> **Exercise prompt**
From the first line to the last, transcribe the data exactly and skip the pictures.

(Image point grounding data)

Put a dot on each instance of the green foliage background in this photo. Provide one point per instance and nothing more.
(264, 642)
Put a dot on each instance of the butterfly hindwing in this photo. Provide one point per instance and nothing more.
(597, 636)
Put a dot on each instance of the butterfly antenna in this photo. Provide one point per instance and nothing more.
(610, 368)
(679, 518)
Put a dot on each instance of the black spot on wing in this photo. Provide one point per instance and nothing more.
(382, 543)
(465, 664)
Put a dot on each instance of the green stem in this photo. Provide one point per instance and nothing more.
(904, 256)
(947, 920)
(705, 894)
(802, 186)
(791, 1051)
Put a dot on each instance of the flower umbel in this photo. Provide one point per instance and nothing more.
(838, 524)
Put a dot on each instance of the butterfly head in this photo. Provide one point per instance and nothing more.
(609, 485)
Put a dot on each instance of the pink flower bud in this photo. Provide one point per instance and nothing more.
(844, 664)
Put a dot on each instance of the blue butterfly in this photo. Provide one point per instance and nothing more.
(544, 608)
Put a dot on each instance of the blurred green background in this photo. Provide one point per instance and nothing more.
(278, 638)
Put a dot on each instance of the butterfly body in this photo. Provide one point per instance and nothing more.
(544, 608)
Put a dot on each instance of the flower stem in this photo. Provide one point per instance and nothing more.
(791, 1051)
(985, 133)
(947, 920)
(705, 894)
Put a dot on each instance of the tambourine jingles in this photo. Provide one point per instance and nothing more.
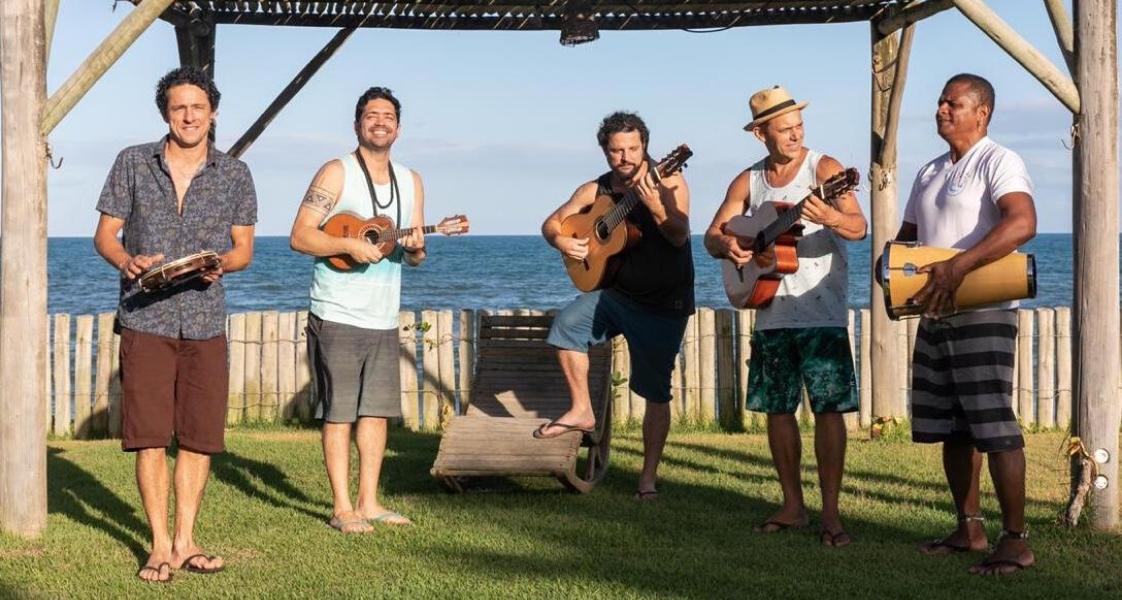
(178, 271)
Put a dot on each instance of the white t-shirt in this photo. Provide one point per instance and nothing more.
(955, 204)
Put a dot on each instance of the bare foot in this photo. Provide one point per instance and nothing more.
(784, 519)
(194, 560)
(969, 536)
(157, 570)
(1011, 555)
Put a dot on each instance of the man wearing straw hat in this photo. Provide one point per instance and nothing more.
(800, 339)
(168, 199)
(976, 197)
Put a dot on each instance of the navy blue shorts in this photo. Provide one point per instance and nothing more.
(653, 340)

> **Result of the task**
Put a dot on each instance of the green foliage background in this photo. Provide one point per instance and nothing more.
(264, 642)
Put a dot on each instance of the butterfly hindwing in this photo. Provide one point per instance and nothing more.
(597, 636)
Put a dot on each instance of the butterfly antenna in this photo. Provide one point per instance and nothing more.
(610, 368)
(679, 518)
Put a dot on each instance of the black spot on wing in this photo. Provide one point per instance and nothing more.
(382, 543)
(465, 664)
Put a dot on each instance of the green stem in this photo. Provide one point per instance and nothing more.
(904, 256)
(947, 920)
(705, 894)
(802, 186)
(791, 1051)
Put a dot on each instance of the flower umbel in this photo. Provide one point per instance and nothing more.
(838, 524)
Put a dot on each instance of the butterfly head in this photo. Provide one point per instance and nothing more.
(609, 485)
Put a dot on each instance of the pink flower bud in this photo. Provide one point per instance and nothing more.
(844, 664)
Put a dot on each instance of the blue butterfly in this photo. Provide one point per instance and nothing more.
(544, 608)
Put a dot on each instance of the blurred green background in this photo. Provide one point per instance and nothing more.
(278, 638)
Put a dot on each instance of the butterfly body in this photo. Provide one point per instance and nothing more.
(544, 608)
Put a dot on each instance of the flower stem in this photo. Provide one point per instance and nothing more.
(791, 1051)
(985, 133)
(947, 920)
(705, 894)
Put a dot on each instance of the tambourine jingles in this photo. Provide one point per instance and nothing more.
(178, 271)
Put a dot on each instance of the white t-shirt in this photo. Provide one point per instance and nothing more.
(955, 204)
Put a dot on each instance of the bare foot in this photo. Provide one point per instance and nothing more.
(784, 519)
(194, 560)
(969, 536)
(157, 570)
(1011, 555)
Put a dot on each instance of the man wearing straw hat in this photo. Provide one point per instance and nothing more.
(800, 339)
(168, 199)
(976, 197)
Put a dot on each instance of the navy blue shorts in this photo. Provide one point per instance and nothing more.
(653, 340)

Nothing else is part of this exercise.